About this task —
Repeat the records exactly, minus the pictures.

Referring expression pointing data —

>>>

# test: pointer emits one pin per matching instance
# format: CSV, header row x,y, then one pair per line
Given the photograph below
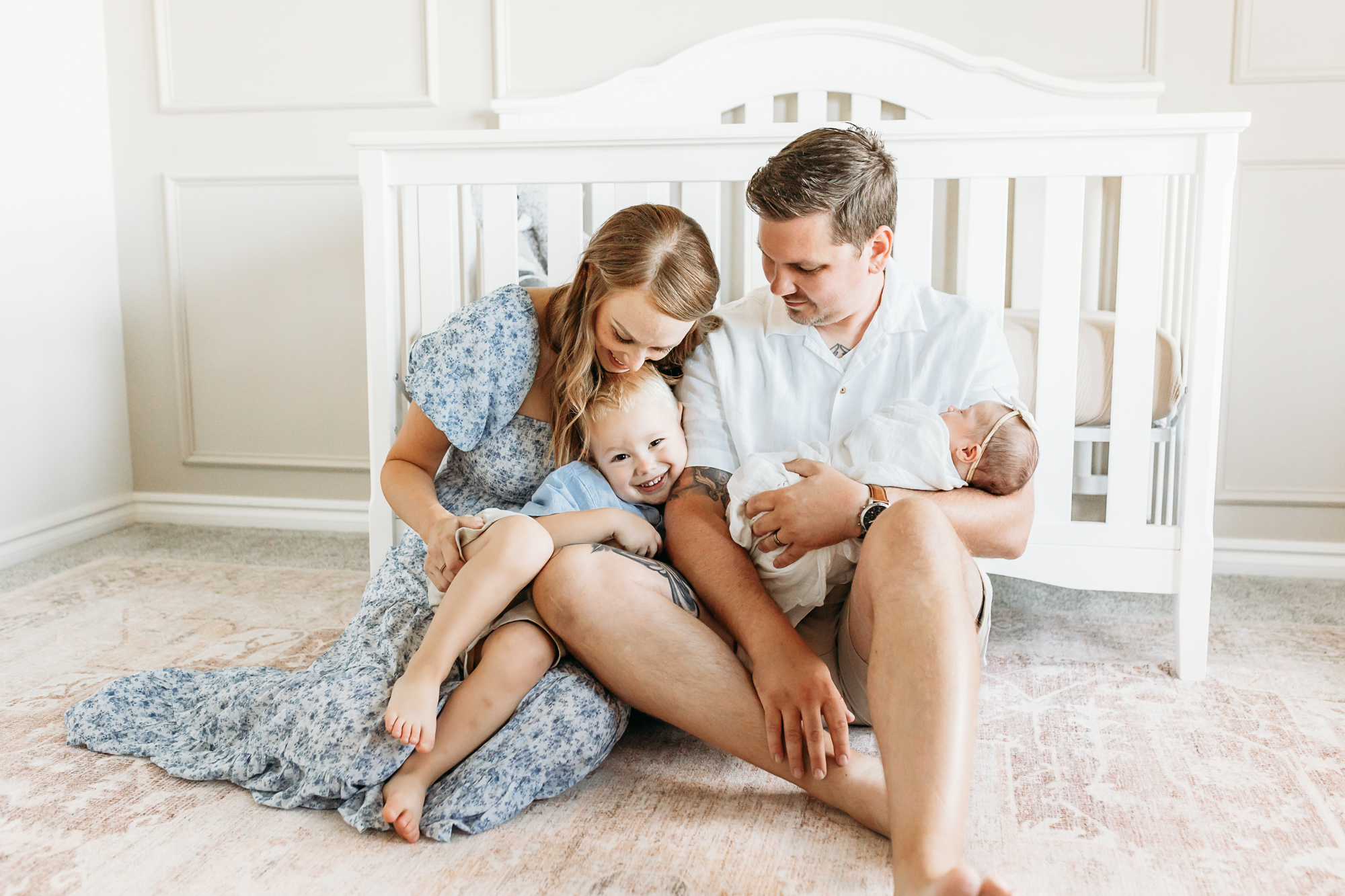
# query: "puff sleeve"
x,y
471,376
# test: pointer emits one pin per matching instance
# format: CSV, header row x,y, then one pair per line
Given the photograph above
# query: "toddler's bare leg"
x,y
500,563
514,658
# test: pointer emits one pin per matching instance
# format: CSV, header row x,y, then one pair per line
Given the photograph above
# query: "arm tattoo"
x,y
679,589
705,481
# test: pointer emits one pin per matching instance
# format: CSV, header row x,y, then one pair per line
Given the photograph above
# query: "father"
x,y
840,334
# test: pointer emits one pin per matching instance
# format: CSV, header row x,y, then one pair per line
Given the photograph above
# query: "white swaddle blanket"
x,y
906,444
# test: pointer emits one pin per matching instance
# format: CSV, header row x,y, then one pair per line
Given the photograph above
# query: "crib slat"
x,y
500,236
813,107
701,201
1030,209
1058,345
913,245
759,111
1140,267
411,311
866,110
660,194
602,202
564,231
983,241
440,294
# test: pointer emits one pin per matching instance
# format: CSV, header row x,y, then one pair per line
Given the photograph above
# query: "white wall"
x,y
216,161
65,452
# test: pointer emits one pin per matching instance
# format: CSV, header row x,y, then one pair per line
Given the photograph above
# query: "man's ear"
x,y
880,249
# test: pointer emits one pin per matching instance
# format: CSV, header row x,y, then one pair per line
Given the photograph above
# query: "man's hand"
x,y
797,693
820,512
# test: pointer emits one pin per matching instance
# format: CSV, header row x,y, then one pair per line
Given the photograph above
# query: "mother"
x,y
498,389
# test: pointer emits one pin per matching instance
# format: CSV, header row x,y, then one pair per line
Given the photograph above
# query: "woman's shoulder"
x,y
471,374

<<<

Solution for this problem —
# test: pointer emits one pin per matching instance
# format: CSV, header row x,y, then one pair per line
Given the photograph below
# query: "puff sleeve"
x,y
471,376
# test: pointer emits one pin per matching instance
# format: CSV, header row x,y, then one pair per line
Given the photograph above
# query: "toddler's bare leg"
x,y
500,563
514,658
# test: pointer emits one pin per matching instance
# format: CSV, header row x,y, then one pair per line
Given the photograph above
# query: "arm tattoo"
x,y
679,589
705,481
# test: pointer emits one pin per matching instance
# format: CSV, header row x,y, then one pair per line
Given the photograph above
# query: "father"
x,y
840,334
# test: pointer emits one pin per matching instance
# format: CSV, header row x,y, then one pair per line
Given the photograph above
# query: "white swaddle blanket"
x,y
906,444
# test: pointer emits one pin per matching instance
# format: CSV, header row x,y, then one pair per line
Given the photograph above
# query: "crib slat"
x,y
500,236
813,107
701,201
1030,209
1058,345
913,245
759,111
1140,267
411,311
866,110
660,194
602,202
564,231
983,241
440,294
# test: pointer emits one pin per matching instance
# format: CSV, header row x,y, then one pair per line
Given the photograph above
# query: "white wall"
x,y
216,161
65,452
# test: pointer emits one pin per matching instance
# format: CSV, header row x,y, then one pair per line
Given the photograph above
# query: "man's ear"
x,y
880,249
# test: pointer emits one pin per matching instance
# format: CSV, header row x,y, then one pair per line
Given the photograph above
# query: "man's hand"
x,y
797,693
820,512
# test: pointer emits one pin per matching instance
# format: CSV, header row x,y, then one pair per line
Given the photograph above
# query: "mother"
x,y
498,389
# test: pointer emits one pin per matching instance
# format: CSV, header row x,y, then one pair per line
Given the photograph above
# query: "woman's shoulder"
x,y
471,374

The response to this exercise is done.